Text:
◆ ◆ ◆ ◆ ◆ ◆ ◆

Le Breuil-Benoît Abbey (Brolium Benedicti, Abbaye Notre-Dame du Breuil-Benoît) is a former Cistercian abbey in Marcilly-sur-Eure in the Eure department of Normandy, France. It is located around 10 km to the west of Dreux, on the left bank of the river Eure.

== History ==
The abbey was founded in 1137 by Foulques, lord of Marcilly, and his son Guillaume consequent upon an oath made in the Holy Land, and settled with monks from Vaux-de-Cernay Abbey, as a member of the congregation of Savigny Abbey. The abbey was soon able to settle a foundation of its own, that of La Trappe Abbey in 1140. In 1147 the Savigniac houses became part of the Cistercian movement, among them Breuil-Benoît, which was made a daughter house of the filiation of Clairvaux.

◆ ◆ ◆ ◆ ◆ ◆ ◆

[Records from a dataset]
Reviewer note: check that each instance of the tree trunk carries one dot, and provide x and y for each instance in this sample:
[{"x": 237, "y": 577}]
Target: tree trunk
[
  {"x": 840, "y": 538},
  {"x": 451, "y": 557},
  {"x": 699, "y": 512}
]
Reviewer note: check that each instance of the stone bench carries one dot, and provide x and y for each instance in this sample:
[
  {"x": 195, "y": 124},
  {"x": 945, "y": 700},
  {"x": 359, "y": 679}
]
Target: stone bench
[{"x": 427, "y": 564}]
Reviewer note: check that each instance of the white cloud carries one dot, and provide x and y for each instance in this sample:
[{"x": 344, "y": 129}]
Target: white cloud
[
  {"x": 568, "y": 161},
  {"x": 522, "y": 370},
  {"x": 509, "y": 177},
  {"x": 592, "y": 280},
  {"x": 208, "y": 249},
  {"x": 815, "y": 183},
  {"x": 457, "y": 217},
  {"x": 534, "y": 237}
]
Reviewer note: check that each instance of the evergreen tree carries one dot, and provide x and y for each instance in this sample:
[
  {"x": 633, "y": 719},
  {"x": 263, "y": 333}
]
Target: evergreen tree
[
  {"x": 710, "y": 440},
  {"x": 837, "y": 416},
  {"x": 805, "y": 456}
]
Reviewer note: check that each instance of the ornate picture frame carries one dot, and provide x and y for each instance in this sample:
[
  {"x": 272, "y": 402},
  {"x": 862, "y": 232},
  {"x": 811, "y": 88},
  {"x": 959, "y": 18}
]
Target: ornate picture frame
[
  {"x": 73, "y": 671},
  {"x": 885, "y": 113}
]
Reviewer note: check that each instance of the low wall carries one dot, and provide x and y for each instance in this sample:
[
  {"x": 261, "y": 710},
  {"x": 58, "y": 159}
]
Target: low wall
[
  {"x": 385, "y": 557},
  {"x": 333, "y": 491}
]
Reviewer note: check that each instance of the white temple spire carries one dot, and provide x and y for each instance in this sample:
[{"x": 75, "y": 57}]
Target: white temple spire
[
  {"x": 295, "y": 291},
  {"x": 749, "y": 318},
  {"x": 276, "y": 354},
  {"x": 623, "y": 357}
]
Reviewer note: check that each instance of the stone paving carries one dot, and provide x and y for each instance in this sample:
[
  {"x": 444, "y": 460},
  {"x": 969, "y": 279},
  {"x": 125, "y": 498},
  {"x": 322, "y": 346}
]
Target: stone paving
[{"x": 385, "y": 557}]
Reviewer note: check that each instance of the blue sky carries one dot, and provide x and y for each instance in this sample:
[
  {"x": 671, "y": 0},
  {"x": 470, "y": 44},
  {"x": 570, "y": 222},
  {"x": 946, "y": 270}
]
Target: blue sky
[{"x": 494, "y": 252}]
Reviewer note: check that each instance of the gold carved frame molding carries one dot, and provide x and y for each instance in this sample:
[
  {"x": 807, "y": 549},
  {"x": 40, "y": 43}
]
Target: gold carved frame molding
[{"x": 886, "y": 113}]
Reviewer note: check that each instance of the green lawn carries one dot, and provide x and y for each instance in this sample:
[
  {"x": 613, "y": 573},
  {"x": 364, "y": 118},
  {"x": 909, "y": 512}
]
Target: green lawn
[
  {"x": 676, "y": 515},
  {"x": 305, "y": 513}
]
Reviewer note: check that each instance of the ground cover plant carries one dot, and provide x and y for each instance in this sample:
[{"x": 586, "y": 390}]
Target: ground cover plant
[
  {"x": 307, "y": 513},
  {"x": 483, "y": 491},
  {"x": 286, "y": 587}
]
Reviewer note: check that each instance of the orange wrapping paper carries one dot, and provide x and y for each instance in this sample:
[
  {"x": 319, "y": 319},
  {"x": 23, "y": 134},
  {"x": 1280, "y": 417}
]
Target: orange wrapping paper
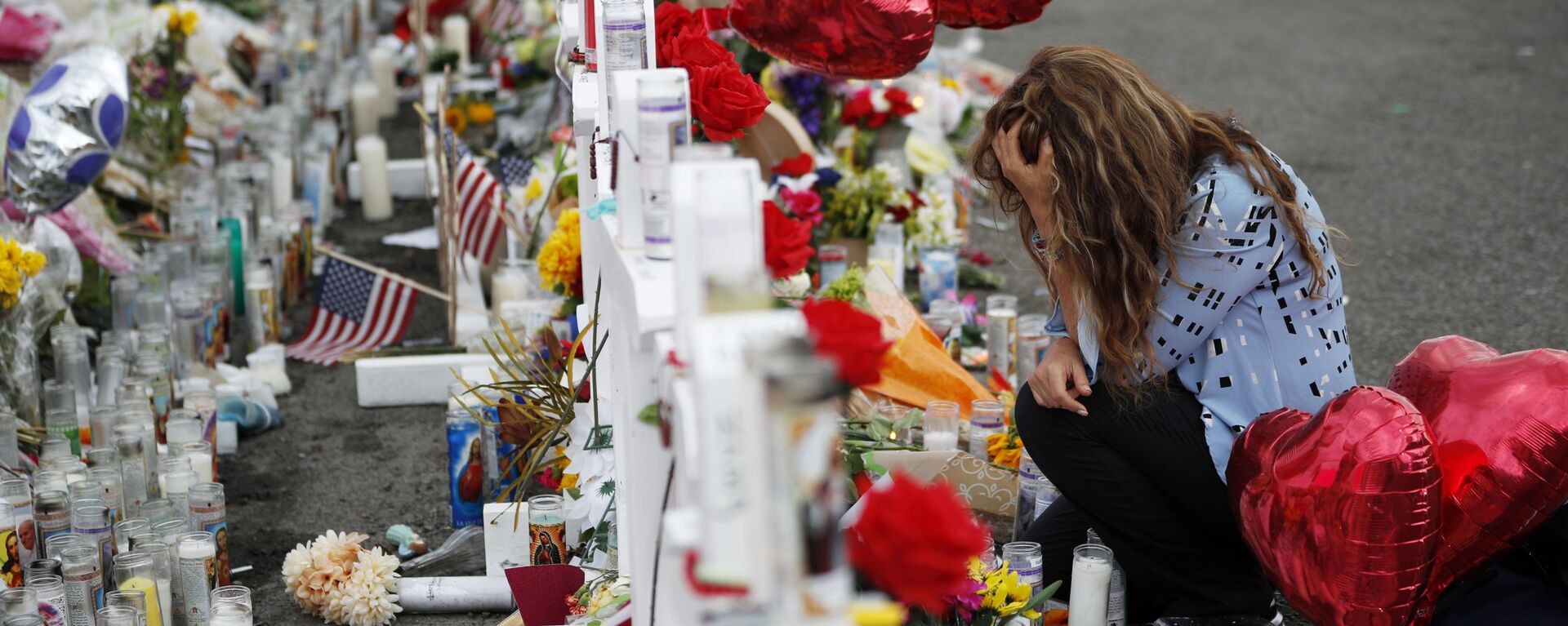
[{"x": 916, "y": 369}]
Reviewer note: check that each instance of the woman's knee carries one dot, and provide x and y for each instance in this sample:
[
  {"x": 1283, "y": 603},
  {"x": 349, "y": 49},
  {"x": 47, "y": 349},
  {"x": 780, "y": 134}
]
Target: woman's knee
[{"x": 1039, "y": 425}]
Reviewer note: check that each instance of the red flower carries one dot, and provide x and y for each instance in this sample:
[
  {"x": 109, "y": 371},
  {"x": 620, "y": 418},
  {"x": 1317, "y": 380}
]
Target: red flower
[
  {"x": 786, "y": 242},
  {"x": 898, "y": 102},
  {"x": 862, "y": 109},
  {"x": 700, "y": 51},
  {"x": 795, "y": 166},
  {"x": 850, "y": 338},
  {"x": 804, "y": 204},
  {"x": 726, "y": 100},
  {"x": 918, "y": 564}
]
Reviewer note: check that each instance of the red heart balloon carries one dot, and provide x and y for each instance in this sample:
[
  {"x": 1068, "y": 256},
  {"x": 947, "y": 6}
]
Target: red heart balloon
[
  {"x": 988, "y": 13},
  {"x": 841, "y": 38},
  {"x": 1341, "y": 507},
  {"x": 1501, "y": 428}
]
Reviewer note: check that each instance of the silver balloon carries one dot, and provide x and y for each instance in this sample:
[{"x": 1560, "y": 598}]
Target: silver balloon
[{"x": 66, "y": 131}]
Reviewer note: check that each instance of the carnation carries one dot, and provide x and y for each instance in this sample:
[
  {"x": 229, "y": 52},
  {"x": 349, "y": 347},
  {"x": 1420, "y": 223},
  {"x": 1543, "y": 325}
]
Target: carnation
[{"x": 337, "y": 579}]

◆ ◆ ◆ ◆ ◆ ◆ ◆

List of tasks:
- a) According to the text about Le Breuil-Benoît Abbey, in what year was the abbey founded?
- b) List every year mentioned in the text about Le Breuil-Benoît Abbey.
- c) Continue the history of Le Breuil-Benoît Abbey from where that text stops.

Solved problems:
- a) 1137

- b) 1137, 1140, 1147

- c)
In 1421 the troops of Henry V of England occupied the abbey, set the church on fire, plundered the conventual buildings and killed the monks.

By 1762 the monastery, which had meanwhile fallen into the hands of commendatory abbots, comprised only two monks. It was dissolved in 1790 during the French Revolution and partly demolished. It has been classed as a monument historique since 1993.

== Buildings and site ==
In the grounds, converted into a park, the church still stands, the only extant Cistercian church in Normandy. Restoration works were carried out in 1855, and further works have been in progress since 1995. Built between 1190 and 1224, the Gothic church contains a vaulted nave and two aisles of six spans. The west front has two lancet windows, two oculi and a double door. The western walls of the transept remain, as do the five radiating chapels that form the semi-circular chevet behind the choir. The abbot's house, converted into a gentleman's residence in the 1550s, is also still extant, but most of the other buildings have disappeared.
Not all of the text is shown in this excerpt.